:: Record list
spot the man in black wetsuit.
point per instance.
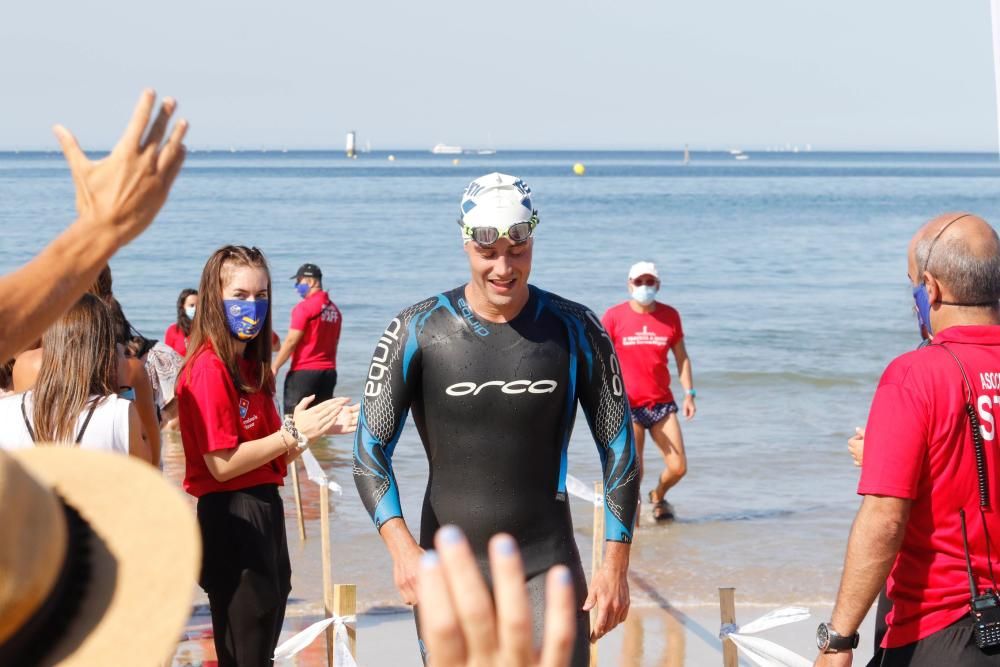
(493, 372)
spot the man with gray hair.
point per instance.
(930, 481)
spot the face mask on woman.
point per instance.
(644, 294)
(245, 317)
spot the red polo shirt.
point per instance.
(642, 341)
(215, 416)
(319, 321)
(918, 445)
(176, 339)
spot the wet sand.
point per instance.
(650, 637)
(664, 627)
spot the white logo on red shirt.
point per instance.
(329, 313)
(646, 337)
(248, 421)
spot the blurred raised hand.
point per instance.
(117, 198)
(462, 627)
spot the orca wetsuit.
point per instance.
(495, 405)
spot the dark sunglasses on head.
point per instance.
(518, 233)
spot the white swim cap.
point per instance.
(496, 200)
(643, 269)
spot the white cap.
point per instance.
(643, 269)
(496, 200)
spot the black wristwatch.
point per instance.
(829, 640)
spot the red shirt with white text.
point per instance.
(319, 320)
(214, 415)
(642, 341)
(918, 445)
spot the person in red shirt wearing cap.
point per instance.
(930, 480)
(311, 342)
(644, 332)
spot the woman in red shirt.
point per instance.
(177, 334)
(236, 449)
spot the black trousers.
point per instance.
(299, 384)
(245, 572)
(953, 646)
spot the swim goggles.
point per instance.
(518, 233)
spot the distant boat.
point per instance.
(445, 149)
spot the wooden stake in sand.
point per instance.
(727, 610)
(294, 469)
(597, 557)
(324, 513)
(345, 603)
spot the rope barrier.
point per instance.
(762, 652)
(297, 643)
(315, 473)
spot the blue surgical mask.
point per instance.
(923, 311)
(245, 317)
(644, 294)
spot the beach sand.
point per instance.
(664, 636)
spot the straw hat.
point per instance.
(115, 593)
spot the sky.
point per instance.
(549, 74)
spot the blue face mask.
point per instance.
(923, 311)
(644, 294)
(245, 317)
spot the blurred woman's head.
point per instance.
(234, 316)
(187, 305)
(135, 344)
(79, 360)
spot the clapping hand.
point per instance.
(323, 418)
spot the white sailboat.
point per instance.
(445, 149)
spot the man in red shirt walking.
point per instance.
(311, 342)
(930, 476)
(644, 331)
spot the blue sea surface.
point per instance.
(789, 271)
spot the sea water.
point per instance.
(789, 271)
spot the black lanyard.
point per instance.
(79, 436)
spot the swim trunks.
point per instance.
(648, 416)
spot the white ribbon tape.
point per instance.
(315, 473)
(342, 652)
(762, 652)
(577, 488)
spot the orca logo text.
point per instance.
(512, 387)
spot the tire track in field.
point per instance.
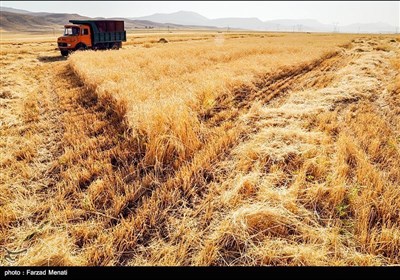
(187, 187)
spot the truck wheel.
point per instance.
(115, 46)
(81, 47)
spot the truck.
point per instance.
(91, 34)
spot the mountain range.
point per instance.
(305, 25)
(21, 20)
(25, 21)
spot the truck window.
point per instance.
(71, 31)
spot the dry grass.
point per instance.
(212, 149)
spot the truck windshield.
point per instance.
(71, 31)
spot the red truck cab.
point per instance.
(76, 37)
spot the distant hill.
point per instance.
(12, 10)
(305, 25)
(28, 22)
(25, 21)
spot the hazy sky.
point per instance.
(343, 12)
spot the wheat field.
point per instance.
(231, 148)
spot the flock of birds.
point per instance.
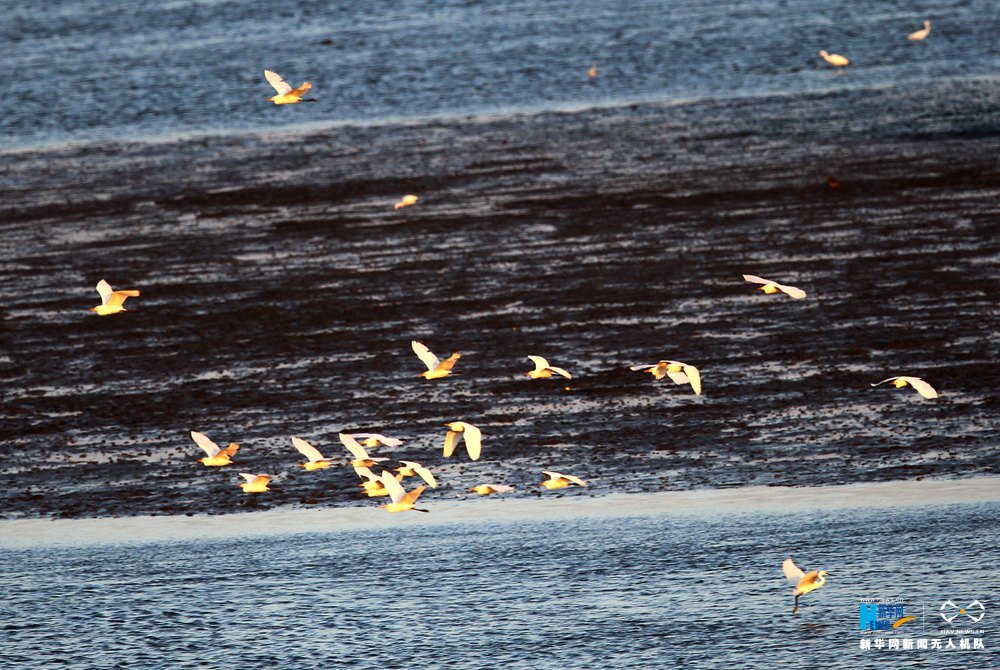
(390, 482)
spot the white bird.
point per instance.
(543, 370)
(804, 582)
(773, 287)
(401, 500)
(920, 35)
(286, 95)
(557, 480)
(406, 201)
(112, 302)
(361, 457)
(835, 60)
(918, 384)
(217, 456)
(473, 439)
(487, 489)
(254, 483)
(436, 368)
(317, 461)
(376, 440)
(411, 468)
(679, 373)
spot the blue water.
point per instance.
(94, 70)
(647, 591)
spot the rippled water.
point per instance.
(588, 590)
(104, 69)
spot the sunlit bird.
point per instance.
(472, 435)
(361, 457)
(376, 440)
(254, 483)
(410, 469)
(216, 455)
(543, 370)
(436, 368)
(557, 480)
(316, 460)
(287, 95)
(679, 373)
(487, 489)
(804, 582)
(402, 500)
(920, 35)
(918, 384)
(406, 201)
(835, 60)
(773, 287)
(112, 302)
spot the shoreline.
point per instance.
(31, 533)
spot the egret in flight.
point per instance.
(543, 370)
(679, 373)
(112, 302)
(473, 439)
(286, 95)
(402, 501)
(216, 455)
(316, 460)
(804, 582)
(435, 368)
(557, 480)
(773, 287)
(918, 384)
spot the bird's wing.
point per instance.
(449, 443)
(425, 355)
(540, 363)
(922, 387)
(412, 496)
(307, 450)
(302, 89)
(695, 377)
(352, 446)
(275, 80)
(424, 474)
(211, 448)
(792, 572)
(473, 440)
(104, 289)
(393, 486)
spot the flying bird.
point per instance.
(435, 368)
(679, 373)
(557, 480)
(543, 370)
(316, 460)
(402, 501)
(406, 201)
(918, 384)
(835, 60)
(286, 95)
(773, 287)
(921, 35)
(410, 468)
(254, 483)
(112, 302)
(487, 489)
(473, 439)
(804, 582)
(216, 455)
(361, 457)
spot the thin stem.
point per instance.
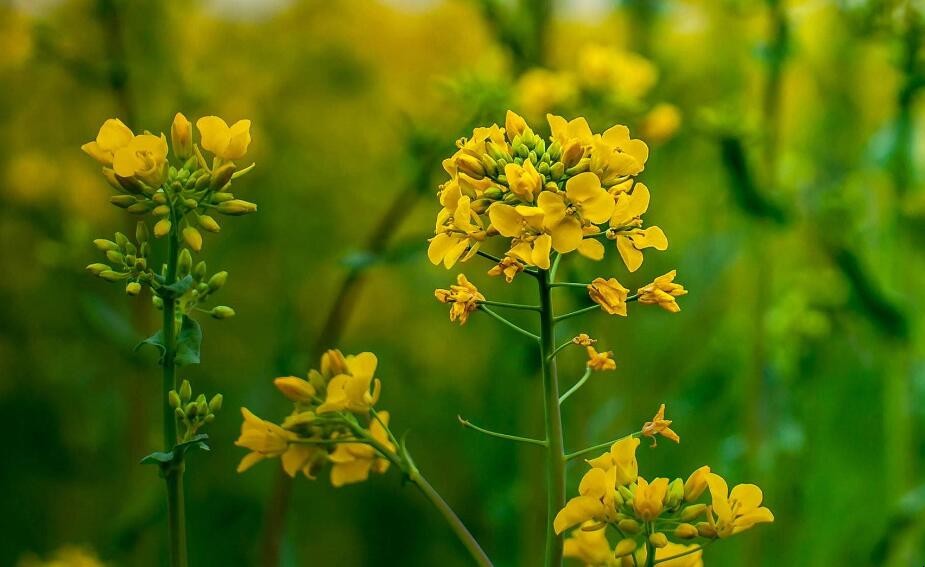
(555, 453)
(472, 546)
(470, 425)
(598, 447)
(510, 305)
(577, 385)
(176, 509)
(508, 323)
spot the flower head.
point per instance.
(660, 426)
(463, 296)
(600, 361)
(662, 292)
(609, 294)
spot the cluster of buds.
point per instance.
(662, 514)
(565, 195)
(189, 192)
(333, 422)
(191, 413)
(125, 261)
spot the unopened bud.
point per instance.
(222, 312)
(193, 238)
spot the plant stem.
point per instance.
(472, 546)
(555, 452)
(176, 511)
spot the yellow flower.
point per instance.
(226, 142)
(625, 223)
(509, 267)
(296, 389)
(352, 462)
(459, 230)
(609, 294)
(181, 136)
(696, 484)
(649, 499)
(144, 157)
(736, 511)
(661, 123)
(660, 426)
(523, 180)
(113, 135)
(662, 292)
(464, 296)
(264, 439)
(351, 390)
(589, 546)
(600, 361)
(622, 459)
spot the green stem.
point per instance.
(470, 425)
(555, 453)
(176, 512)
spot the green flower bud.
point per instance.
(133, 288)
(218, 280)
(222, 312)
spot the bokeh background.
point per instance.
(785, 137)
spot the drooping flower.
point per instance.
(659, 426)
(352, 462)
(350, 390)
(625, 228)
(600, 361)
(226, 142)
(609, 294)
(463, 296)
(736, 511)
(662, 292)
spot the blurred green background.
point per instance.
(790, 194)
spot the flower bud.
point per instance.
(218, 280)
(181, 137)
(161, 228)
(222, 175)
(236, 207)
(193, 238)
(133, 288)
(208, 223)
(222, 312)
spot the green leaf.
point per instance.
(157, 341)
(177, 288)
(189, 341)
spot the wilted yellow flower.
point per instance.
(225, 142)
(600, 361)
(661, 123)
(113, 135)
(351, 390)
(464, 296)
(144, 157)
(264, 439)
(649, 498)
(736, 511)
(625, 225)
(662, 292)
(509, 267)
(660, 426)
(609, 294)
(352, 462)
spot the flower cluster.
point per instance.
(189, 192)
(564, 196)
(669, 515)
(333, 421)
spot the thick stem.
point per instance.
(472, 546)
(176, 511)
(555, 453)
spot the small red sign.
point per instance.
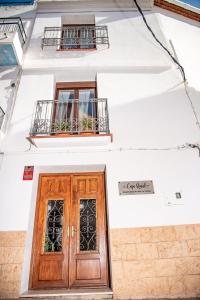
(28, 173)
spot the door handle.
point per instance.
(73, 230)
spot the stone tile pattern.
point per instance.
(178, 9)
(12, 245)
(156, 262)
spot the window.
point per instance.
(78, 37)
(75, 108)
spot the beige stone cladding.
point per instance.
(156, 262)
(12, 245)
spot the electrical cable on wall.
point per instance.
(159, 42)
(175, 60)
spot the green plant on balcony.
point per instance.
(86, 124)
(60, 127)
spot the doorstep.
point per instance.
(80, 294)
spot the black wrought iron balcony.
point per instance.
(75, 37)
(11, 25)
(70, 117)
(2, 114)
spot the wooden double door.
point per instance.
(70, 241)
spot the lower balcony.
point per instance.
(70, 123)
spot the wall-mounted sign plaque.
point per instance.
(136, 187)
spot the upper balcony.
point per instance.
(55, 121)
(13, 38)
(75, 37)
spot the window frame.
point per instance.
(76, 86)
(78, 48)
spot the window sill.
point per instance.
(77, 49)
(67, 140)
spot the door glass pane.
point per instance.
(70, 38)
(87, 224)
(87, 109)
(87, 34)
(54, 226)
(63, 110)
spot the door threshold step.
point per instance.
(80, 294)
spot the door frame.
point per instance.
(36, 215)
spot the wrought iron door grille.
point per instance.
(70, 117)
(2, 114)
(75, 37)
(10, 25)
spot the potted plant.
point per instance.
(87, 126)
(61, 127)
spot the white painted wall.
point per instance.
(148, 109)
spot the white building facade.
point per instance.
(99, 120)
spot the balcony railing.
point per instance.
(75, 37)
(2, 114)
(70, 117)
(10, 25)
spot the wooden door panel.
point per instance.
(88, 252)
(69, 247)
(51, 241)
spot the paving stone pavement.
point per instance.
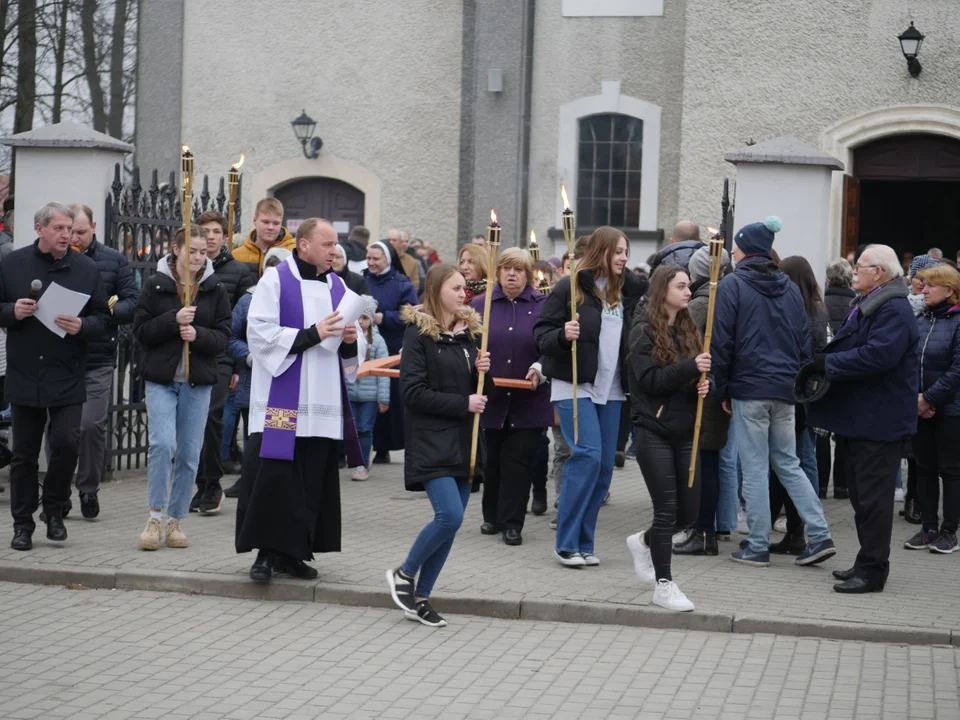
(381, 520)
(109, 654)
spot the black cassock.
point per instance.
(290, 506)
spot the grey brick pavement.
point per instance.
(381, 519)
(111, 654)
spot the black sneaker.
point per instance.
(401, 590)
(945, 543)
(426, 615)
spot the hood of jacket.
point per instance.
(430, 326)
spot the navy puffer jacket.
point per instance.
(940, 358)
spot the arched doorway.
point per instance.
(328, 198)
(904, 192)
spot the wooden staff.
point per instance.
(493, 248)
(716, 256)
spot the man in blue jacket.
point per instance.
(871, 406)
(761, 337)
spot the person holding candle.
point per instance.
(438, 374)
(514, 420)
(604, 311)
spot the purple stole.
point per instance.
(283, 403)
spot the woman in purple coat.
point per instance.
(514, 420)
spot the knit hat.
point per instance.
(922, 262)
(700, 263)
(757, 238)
::::
Exercise instructions
Reproduce the items again without changes, from the line containing "spot the black sneaker." through the last line of the items, both included.

Worked solution
spot the black sneaker.
point per instance.
(401, 590)
(945, 543)
(426, 615)
spot the hood of jacket.
point per instance.
(430, 326)
spot the navy puffer jacket.
point per instance.
(940, 358)
spot the arched doorway.
point per instance.
(328, 198)
(904, 192)
spot the wooden staff.
point per instance.
(493, 248)
(716, 256)
spot the man in blue jacket.
point per instance.
(871, 406)
(761, 337)
spot the person holding candle.
point per instance.
(438, 374)
(514, 420)
(604, 311)
spot the purple stole.
point per instance.
(283, 403)
spot the woman in purple coat.
point per instance.
(514, 420)
spot the knit hat.
point per instance.
(922, 262)
(700, 263)
(757, 238)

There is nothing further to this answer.